Task to complete -> Using the entries that follow, write out the line containing "In the photo above, each instance of the wall-mounted", the line containing "In the photo above, each instance of the beige curtain", and every line between them, exactly and nothing else.

Exercise materials ->
══════

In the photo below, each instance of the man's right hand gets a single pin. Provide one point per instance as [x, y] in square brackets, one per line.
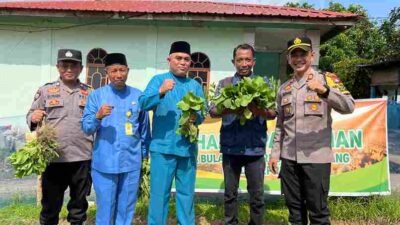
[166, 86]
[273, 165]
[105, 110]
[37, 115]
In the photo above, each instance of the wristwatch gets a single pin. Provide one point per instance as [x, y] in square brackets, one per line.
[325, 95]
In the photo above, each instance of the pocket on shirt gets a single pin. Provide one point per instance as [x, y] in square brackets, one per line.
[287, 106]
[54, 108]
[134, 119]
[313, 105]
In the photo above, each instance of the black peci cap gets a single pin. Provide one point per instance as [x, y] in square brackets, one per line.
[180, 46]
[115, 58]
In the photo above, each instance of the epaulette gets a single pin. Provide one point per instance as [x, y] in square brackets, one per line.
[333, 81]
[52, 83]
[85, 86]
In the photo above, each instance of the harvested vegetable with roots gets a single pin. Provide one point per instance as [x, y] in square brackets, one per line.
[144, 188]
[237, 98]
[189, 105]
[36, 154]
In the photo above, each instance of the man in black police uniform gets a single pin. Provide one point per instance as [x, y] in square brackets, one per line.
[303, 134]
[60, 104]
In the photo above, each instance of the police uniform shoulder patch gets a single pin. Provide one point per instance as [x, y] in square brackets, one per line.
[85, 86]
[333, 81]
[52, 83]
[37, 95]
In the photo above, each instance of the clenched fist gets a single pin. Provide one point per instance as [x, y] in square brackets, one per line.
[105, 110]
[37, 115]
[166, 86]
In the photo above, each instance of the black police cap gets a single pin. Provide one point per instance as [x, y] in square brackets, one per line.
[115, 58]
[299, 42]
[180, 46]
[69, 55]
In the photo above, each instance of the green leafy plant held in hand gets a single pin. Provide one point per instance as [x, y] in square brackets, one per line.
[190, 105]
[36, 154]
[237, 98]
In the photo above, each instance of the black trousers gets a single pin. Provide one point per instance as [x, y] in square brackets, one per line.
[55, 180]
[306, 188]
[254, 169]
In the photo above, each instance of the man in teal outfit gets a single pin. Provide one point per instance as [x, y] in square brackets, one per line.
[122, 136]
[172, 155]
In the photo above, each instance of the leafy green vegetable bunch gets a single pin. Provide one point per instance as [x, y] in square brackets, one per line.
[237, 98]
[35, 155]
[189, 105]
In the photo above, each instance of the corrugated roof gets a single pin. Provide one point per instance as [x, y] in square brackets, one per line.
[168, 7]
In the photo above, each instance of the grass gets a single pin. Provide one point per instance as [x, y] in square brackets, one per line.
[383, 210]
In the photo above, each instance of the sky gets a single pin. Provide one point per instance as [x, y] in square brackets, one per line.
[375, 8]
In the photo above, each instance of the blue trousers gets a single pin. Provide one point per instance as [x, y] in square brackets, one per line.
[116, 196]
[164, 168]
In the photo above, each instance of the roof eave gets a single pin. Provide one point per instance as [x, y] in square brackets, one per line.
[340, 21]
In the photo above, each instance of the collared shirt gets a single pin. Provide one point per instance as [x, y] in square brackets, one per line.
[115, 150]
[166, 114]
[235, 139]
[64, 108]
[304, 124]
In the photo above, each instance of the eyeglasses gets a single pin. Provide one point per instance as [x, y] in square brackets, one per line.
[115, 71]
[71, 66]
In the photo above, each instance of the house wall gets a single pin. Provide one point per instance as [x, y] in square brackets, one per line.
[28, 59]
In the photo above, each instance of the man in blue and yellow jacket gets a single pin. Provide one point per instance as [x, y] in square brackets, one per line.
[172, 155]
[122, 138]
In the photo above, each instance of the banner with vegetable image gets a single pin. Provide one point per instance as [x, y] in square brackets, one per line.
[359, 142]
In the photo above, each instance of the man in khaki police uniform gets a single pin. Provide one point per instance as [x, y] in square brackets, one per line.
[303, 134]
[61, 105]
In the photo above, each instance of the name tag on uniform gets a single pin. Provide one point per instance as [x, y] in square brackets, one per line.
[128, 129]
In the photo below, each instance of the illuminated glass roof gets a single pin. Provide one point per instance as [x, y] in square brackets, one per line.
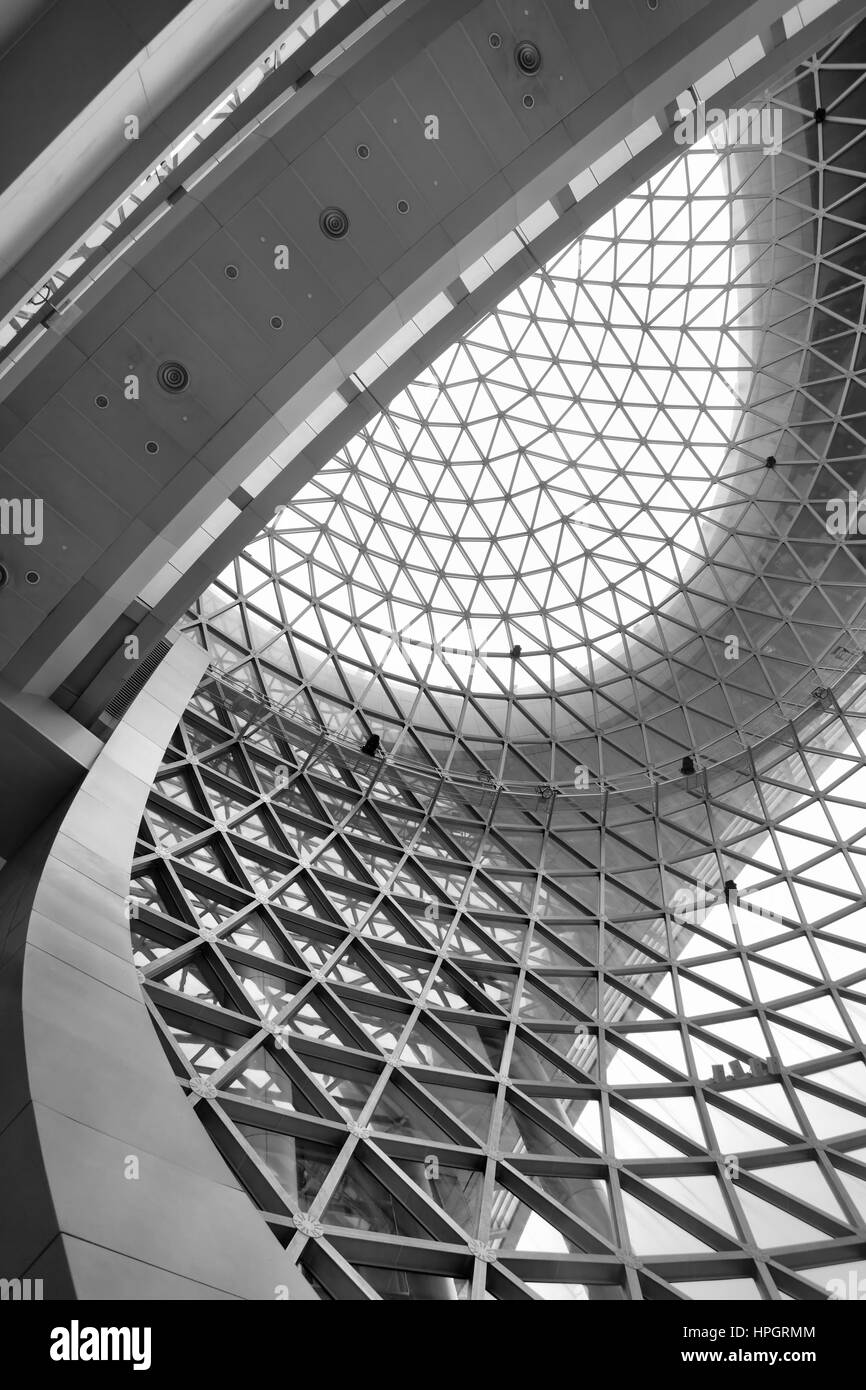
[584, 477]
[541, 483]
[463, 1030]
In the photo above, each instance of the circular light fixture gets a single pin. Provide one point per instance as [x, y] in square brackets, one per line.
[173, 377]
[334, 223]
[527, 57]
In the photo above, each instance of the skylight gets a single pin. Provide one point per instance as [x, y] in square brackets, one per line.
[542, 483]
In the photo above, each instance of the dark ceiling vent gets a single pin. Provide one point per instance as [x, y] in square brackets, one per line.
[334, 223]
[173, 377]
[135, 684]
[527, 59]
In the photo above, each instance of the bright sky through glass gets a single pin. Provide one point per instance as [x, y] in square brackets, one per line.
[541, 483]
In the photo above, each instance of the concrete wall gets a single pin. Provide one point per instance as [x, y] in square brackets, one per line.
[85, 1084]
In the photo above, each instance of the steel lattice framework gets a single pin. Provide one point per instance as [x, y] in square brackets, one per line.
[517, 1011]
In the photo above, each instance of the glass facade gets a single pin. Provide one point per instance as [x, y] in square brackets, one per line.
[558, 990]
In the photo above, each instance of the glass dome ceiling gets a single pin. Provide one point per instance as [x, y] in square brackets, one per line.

══════

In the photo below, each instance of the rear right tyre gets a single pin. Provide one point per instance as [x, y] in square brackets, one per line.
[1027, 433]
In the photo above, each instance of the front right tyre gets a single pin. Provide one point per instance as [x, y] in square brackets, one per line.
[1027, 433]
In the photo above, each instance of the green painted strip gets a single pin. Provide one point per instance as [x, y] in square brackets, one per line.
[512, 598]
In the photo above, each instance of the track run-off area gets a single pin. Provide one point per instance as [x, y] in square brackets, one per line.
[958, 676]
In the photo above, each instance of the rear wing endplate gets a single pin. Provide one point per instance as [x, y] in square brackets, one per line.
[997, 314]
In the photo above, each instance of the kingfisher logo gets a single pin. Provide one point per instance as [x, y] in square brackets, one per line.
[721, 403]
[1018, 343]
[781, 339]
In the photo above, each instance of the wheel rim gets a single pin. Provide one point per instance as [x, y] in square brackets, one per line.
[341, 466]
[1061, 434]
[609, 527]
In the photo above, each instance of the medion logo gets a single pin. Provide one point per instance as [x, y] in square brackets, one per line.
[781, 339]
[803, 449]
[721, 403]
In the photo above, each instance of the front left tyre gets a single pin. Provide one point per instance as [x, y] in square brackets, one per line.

══════

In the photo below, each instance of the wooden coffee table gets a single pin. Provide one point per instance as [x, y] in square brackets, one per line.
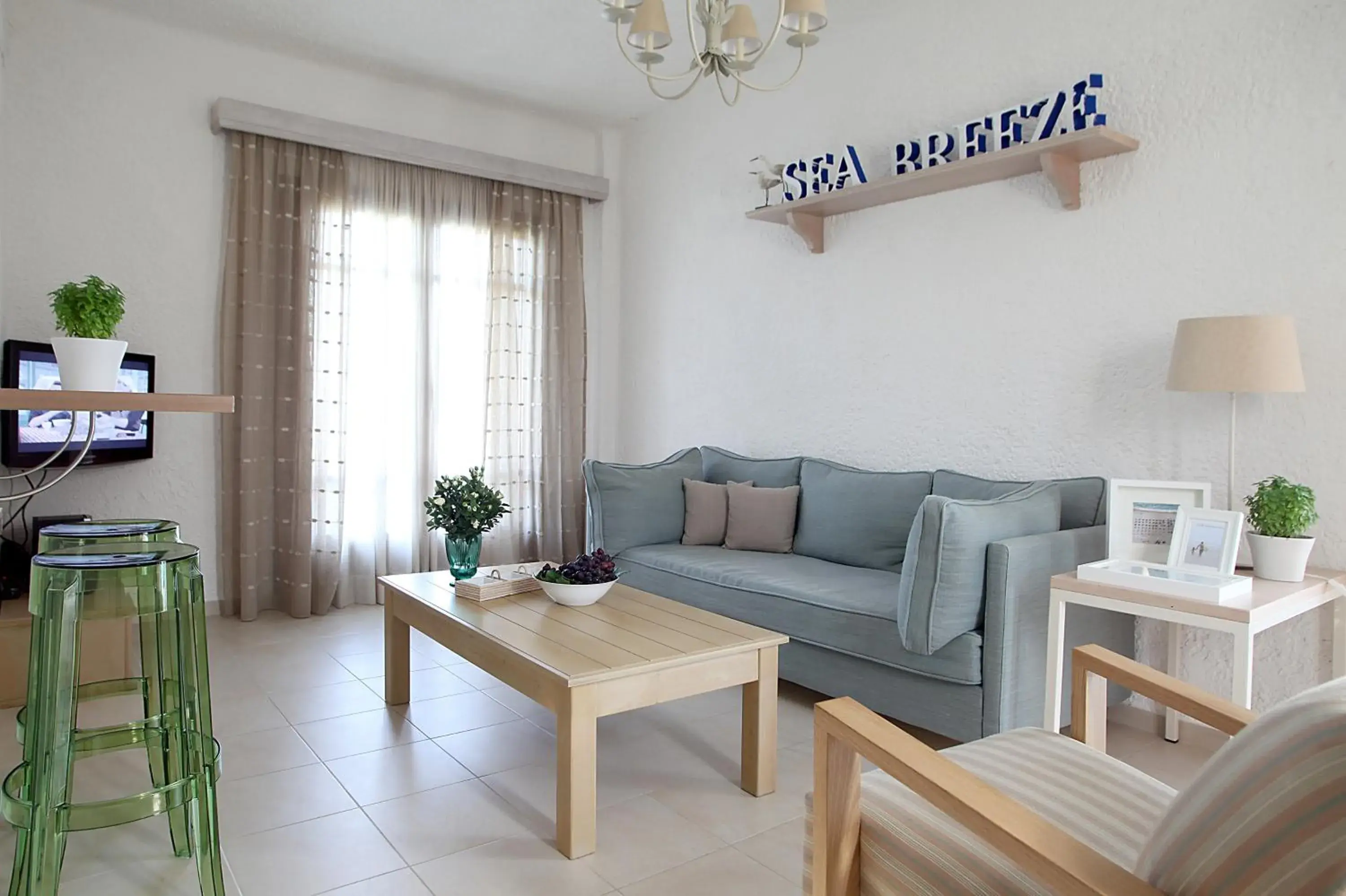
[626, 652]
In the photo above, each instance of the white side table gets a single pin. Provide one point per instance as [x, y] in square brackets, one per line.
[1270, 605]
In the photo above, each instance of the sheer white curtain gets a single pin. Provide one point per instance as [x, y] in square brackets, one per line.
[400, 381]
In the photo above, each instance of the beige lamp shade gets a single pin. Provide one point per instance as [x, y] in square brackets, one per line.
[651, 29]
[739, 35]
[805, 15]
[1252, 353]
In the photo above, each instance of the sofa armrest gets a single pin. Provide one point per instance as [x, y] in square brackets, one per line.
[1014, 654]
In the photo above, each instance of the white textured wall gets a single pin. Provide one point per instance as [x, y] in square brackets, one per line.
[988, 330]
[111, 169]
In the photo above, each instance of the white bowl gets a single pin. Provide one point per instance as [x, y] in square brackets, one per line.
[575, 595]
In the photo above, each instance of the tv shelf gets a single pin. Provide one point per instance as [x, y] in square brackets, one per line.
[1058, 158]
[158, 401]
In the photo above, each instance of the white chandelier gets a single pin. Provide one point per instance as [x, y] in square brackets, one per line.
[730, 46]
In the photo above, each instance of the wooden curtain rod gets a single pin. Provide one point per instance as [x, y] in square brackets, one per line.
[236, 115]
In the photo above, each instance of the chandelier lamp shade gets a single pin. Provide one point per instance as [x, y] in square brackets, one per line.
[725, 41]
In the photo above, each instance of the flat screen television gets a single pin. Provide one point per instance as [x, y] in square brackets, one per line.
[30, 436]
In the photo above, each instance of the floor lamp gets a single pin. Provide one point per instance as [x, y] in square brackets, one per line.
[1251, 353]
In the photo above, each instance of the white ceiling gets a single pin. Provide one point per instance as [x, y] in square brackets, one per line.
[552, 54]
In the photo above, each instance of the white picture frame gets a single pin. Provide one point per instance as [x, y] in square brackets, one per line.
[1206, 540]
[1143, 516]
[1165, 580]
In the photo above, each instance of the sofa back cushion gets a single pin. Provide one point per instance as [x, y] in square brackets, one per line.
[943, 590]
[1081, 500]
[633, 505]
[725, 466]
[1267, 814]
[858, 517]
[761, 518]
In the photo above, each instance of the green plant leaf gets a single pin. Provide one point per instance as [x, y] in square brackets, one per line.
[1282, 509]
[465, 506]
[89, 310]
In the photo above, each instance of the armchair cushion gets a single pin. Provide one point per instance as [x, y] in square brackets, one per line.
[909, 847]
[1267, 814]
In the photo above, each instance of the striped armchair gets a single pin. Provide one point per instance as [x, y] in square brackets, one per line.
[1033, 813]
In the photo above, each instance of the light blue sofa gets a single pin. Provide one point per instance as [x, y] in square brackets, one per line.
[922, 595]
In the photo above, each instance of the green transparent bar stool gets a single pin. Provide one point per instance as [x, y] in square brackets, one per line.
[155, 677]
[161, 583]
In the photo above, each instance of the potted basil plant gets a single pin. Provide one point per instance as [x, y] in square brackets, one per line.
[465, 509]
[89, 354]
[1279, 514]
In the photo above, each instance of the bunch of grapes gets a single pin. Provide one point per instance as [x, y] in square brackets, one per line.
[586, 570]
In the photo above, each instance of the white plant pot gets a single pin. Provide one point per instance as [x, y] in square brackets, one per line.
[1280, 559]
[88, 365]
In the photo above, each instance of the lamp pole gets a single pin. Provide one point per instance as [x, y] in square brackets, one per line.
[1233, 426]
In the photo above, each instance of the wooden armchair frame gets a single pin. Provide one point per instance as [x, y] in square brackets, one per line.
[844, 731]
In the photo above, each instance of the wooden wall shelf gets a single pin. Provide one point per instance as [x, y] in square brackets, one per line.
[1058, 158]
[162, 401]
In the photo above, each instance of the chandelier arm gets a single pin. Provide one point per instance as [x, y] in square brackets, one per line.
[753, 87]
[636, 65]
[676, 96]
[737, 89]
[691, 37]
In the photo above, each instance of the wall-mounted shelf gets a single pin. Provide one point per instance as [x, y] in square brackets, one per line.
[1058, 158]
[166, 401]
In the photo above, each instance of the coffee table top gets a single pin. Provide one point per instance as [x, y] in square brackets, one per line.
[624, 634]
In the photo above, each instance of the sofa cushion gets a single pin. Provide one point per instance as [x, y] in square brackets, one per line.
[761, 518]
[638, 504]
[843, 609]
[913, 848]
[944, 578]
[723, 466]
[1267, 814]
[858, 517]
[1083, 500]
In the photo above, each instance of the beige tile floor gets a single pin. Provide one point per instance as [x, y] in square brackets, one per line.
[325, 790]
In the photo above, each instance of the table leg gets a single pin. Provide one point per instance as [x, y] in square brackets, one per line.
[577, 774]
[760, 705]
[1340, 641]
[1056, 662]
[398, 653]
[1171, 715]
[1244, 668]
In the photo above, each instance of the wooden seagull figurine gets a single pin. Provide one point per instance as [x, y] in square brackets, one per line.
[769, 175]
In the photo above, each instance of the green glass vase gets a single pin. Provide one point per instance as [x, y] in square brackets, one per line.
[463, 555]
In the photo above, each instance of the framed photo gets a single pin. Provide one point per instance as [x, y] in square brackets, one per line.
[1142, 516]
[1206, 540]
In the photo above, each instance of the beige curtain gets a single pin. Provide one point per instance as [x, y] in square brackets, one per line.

══════

Task answer ->
In the photo above, each instance of the wall-mounted shelf gets a single pin. Provide one point per instance as [x, y] in square brackets, one per line.
[1058, 158]
[166, 401]
In the photo above, each instance of the coffee table top gets a single pin. Provide one point per instance as [x, y] in square brackets, one per line.
[624, 634]
In the photo above, each instance of the sofa cushion gets a single pin. Provide one point per instance as [x, y] in square brackets, one per line.
[761, 518]
[638, 504]
[843, 609]
[913, 848]
[944, 578]
[723, 466]
[1267, 814]
[858, 517]
[1083, 500]
In the photo above, each instance of the beige tile floor gets a single pin. Provide one point per instance as [x, y] in square brackets, one per line.
[325, 790]
In the photo above, each instance of the table leg gets a single pin. Provide one point per instance as [x, y] in square brackets, one per line.
[577, 774]
[760, 705]
[1340, 641]
[1056, 662]
[398, 653]
[1171, 715]
[1244, 668]
In the photo above, each instance of the wooden seagull figurine gets a single pin. Provide one point per instance as [x, y] in square brackets, one per line.
[769, 175]
In the photo above, each instance of the green glass vase gets a single pin. Provide one point per instance as [x, y] in square brackets, one per line.
[463, 555]
In the photo above, each instance of the framed photo gets a single pin. Provide one point per instance as [x, y] in square brackets, one per line.
[1142, 516]
[1206, 540]
In the photo above, each instance of the beige curtain gets a single pin. Provide one point per instance as [x, y] in square brackets, one per line.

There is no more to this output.